**Datensätze:**
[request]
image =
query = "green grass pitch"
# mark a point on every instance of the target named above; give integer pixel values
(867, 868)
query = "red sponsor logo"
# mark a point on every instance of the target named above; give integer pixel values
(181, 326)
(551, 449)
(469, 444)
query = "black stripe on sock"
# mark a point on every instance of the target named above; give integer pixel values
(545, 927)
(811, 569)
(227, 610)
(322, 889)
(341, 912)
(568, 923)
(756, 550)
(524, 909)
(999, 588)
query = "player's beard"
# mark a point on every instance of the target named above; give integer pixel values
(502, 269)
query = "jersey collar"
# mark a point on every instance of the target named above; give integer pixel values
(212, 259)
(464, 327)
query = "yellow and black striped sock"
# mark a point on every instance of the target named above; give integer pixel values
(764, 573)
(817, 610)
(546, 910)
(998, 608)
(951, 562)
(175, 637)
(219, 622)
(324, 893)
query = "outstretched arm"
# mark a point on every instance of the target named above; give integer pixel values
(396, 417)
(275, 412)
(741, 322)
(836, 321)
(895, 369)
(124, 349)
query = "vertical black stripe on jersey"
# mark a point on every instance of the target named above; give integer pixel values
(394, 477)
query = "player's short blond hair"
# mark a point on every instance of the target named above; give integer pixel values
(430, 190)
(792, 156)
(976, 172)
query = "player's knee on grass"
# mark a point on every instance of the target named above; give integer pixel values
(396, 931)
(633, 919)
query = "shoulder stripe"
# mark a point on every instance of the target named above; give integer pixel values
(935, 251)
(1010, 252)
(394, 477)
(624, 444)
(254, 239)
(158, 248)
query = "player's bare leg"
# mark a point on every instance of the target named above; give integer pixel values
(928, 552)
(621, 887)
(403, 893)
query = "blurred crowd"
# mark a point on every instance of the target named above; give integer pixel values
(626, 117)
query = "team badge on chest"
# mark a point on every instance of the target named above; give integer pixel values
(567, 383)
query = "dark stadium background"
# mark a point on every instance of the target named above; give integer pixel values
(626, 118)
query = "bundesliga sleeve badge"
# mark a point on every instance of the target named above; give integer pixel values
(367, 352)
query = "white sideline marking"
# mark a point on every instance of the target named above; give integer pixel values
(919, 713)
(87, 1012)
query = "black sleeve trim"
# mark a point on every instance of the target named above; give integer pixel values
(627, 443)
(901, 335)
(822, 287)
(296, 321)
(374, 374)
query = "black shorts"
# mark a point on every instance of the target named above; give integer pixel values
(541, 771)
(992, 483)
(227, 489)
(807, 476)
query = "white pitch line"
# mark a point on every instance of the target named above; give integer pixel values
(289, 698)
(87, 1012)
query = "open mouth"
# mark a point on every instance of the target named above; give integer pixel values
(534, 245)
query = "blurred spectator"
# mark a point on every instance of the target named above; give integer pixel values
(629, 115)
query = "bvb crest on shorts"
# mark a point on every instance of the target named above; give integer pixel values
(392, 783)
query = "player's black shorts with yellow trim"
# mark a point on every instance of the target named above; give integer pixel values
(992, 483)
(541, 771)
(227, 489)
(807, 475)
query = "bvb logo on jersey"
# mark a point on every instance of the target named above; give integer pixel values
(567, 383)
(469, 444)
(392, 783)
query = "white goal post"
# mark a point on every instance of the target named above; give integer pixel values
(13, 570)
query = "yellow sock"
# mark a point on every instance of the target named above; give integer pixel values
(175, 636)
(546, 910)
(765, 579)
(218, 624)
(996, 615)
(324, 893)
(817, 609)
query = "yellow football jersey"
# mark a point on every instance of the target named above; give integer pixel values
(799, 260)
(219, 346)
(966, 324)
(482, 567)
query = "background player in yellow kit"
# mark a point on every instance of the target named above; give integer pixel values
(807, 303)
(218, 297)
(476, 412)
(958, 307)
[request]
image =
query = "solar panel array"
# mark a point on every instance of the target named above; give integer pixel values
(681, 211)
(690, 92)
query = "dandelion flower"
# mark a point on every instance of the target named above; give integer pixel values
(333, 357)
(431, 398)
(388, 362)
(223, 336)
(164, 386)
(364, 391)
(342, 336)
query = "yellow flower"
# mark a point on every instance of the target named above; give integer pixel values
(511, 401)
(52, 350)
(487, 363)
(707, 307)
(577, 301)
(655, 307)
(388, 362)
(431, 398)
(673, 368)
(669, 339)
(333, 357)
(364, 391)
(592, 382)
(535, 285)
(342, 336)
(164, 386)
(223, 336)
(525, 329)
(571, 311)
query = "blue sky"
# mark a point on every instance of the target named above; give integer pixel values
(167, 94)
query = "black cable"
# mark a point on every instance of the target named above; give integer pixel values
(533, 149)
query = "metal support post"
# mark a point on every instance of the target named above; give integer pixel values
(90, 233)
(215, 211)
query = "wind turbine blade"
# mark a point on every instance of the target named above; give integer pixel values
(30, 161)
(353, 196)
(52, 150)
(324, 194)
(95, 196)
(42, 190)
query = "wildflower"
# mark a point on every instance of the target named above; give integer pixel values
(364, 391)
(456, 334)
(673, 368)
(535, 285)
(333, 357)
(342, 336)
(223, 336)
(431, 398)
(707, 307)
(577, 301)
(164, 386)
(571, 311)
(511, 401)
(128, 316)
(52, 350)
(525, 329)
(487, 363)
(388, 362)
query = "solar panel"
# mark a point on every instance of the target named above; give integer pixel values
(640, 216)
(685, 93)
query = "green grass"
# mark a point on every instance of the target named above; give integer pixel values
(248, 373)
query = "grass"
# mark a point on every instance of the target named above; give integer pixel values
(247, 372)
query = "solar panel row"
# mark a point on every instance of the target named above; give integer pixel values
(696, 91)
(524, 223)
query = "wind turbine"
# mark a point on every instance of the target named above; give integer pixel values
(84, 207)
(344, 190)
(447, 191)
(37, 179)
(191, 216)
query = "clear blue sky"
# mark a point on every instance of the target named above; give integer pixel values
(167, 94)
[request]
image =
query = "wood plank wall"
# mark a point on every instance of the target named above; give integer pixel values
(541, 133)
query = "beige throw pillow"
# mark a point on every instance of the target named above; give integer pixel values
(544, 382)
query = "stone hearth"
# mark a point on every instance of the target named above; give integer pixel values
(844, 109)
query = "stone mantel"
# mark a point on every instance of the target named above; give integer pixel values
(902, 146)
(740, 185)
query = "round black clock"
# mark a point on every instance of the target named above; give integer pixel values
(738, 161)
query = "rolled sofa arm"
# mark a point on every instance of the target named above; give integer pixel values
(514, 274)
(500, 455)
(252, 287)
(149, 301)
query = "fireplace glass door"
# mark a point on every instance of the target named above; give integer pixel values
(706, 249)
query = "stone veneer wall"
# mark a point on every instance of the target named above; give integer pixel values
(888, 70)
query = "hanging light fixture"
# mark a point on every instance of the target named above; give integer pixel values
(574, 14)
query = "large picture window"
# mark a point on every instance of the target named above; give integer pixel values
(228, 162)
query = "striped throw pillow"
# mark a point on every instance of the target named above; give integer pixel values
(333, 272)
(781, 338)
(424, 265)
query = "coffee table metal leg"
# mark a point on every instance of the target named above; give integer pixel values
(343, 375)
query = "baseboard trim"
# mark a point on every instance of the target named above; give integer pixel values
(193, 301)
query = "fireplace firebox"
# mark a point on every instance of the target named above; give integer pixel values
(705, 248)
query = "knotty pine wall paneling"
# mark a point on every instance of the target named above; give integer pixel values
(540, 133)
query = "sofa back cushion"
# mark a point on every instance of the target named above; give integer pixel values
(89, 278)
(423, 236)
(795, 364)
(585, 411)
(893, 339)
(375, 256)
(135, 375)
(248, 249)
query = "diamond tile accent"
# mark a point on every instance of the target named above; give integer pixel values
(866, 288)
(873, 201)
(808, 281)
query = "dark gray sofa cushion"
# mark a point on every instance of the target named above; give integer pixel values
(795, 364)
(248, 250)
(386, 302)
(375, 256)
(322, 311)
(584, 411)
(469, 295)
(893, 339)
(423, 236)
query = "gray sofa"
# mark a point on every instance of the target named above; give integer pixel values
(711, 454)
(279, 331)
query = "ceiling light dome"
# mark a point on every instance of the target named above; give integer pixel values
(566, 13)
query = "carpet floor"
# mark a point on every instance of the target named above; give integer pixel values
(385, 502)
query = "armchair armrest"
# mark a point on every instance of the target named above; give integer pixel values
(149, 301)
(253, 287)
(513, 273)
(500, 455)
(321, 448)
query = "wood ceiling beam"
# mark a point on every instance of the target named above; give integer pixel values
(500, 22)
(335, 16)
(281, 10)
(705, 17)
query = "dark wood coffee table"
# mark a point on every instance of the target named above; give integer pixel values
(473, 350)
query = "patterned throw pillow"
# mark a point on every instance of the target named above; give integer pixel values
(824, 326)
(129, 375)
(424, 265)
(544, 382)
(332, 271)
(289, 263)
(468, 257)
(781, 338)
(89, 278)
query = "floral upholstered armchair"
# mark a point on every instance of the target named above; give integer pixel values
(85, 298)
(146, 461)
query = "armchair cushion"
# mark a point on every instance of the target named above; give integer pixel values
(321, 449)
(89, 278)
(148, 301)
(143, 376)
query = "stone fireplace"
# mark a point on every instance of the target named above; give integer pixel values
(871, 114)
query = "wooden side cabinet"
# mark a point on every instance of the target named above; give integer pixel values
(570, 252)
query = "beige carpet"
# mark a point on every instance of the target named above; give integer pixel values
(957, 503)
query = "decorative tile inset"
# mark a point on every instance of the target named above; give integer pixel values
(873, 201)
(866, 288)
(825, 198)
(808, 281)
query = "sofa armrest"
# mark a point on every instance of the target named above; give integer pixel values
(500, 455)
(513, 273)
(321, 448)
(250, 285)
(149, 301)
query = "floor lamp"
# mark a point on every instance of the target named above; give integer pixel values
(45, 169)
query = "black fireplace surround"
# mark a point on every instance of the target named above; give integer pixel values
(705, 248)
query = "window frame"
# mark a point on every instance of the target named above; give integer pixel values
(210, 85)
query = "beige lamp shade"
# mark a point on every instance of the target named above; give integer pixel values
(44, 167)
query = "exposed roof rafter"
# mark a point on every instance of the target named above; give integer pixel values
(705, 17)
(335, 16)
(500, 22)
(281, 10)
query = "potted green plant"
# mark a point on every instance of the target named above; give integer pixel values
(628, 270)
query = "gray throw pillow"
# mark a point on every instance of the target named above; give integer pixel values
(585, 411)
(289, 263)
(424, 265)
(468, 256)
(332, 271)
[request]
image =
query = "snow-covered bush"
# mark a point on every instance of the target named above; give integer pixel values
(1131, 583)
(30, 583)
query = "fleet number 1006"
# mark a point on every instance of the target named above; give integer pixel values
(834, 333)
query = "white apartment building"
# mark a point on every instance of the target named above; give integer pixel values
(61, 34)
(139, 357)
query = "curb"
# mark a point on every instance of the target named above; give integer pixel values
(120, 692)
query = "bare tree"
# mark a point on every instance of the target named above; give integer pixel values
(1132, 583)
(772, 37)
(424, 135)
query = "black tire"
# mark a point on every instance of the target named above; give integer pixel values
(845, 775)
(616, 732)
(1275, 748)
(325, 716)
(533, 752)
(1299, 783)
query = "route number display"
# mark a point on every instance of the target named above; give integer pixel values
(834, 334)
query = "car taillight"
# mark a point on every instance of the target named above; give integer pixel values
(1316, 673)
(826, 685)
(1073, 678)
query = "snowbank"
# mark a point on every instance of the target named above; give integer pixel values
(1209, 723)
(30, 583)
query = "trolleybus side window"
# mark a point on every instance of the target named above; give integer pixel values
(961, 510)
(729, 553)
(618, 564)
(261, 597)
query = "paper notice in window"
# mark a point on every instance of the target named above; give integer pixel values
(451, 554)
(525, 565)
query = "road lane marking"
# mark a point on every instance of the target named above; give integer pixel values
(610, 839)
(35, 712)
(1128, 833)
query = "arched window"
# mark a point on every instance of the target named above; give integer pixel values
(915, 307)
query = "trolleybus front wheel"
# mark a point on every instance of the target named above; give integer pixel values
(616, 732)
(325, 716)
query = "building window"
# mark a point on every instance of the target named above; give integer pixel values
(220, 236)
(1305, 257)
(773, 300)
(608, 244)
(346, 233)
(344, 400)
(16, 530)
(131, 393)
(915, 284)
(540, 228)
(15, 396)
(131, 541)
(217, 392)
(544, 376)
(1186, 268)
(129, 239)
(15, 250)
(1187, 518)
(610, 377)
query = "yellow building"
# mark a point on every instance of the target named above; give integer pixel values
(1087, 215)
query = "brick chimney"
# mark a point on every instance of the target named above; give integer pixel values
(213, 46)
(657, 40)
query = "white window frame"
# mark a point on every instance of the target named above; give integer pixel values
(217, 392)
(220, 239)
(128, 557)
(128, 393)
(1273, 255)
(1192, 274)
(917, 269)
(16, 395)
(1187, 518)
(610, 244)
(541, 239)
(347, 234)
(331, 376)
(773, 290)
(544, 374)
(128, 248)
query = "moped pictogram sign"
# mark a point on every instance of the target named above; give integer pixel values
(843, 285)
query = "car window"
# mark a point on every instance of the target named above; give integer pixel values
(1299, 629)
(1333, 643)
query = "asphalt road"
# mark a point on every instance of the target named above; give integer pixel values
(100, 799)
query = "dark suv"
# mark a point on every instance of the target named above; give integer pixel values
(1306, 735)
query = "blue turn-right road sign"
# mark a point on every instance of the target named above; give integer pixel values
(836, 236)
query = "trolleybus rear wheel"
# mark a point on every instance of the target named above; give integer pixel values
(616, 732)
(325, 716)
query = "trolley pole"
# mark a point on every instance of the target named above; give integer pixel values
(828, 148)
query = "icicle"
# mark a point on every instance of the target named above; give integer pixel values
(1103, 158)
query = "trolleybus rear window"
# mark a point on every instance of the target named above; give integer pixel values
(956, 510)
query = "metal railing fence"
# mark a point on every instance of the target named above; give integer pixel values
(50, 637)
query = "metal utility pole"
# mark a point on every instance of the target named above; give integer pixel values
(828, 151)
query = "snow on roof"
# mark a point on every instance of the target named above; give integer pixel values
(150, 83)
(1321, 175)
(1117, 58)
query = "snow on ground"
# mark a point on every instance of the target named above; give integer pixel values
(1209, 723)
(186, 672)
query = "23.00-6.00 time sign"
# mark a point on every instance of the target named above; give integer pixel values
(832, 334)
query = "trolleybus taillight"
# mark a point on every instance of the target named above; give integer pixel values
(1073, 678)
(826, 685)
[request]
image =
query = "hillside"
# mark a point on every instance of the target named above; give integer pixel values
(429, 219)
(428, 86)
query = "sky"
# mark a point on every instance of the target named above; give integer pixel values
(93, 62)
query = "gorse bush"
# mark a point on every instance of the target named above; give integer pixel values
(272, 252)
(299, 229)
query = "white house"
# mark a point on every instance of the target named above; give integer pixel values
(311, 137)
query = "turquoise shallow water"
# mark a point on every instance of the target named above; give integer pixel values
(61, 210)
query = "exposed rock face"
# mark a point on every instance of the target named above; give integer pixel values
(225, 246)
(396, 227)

**Aufgabenstellung:** Wie viele Zeilen des Materials oben enthalten das Wort „number“? Antworte nur mit der Zahl.

**Vollständige Ausgabe:** 2